--- Begin ---
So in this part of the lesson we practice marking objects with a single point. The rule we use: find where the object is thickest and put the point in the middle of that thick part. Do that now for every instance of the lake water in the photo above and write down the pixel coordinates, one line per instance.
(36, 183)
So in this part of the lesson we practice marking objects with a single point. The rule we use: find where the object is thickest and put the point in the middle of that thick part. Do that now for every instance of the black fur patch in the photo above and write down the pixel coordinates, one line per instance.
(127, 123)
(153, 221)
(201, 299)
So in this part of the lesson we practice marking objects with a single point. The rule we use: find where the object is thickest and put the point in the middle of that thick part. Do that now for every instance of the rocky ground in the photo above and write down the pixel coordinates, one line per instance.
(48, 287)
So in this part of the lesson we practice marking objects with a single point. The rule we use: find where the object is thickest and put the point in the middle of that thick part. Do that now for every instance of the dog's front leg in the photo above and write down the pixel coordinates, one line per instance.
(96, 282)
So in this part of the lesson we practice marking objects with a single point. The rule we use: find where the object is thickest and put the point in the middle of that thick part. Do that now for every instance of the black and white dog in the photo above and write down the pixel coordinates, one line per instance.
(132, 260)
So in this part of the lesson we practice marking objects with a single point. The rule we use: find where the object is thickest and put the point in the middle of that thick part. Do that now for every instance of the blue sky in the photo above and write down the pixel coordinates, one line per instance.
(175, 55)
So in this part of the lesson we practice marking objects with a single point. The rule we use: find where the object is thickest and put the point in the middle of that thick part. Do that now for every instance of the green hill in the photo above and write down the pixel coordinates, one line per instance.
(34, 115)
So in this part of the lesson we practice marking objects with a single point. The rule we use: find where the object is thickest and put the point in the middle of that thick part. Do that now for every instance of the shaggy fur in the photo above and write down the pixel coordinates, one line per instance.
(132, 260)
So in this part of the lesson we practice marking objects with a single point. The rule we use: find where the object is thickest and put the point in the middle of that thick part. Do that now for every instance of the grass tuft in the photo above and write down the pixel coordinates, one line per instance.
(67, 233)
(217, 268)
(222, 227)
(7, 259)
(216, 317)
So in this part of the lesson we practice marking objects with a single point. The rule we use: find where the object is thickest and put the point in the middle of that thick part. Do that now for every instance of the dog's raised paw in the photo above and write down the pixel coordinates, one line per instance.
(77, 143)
--- End ---
# What is needed:
Repeat back the data above, exact to the last character.

# Output:
So in this part of the lesson we practice marking objects with a single point. The rule we use: find where the object is thickest and put the point in the middle of that thick part. Do that now for every instance of the lake water in the photo above and write down the pixel coordinates, one line per instance.
(36, 183)
So in this part of the lesson we practice marking objects with a single point. The rule we use: find where the object is thickest and put the point in the middle of that thick part. Do that now for every instance of the black fur patch in the photo above and write down the pixel coordinates, one line per instance.
(127, 123)
(153, 221)
(201, 299)
So in this part of the lesson we practice marking objects with a single point. The rule we use: find where the object is thickest and put the point in the middle of that thick part. Do that now for every instance of the rocky ground in the photo above and write down the pixel coordinates, one line per instance.
(48, 287)
So in this part of the lesson we practice marking objects with a single point. The rule we use: find where the object is thickest and put the point in the middle of that thick part. Do that now for every instance of the dog's front leg in the photo above and write down the pixel coordinates, one line per instance.
(96, 282)
So in this part of the lesson we practice marking objects with a single point. The rule we use: find where the object is thickest and put the point in the middle of that thick part. Do that now for every instance of the black and white dog in the photo above and write down the pixel coordinates, one line per instance.
(132, 260)
So in this part of the lesson we practice marking objects with a single point. The rule we use: find where the object is thickest and put the point in the middle of that thick part. Do that now for every instance of the blue sky in the photo above and write down the pixel coordinates, one line per instance.
(175, 55)
So in this part of the lesson we practice marking objects with a single point. The rule we use: find where the object is thickest and put the point in the middle of that thick part. Do that now for every instance of the green hill in the photo above and write down the pixel coordinates, one line per instance.
(34, 115)
So in this part of the lesson we practice marking objects with a single point. The rule we use: find where the object is thickest and put the point in the middle of that thick part. Do that now for every instance of the shaggy fur in the photo above and write down the pixel coordinates, one line per instance.
(132, 260)
So in this part of the lesson we practice marking objects with a single point. The rule we use: find where the object is thickest and put the point in the middle of that thick part. Do that now for every instance of the grass tuft in the photo above and write down the pixel coordinates, one line per instance.
(67, 233)
(217, 268)
(222, 227)
(7, 259)
(216, 317)
So in this part of the lesson we practice marking objects with a single point. The rule we use: find where the object is thickest and put the point in the middle of that thick part. Do that now for every instance of the dog's raised paw in the photo above and write down the pixel coordinates, one line per instance.
(77, 143)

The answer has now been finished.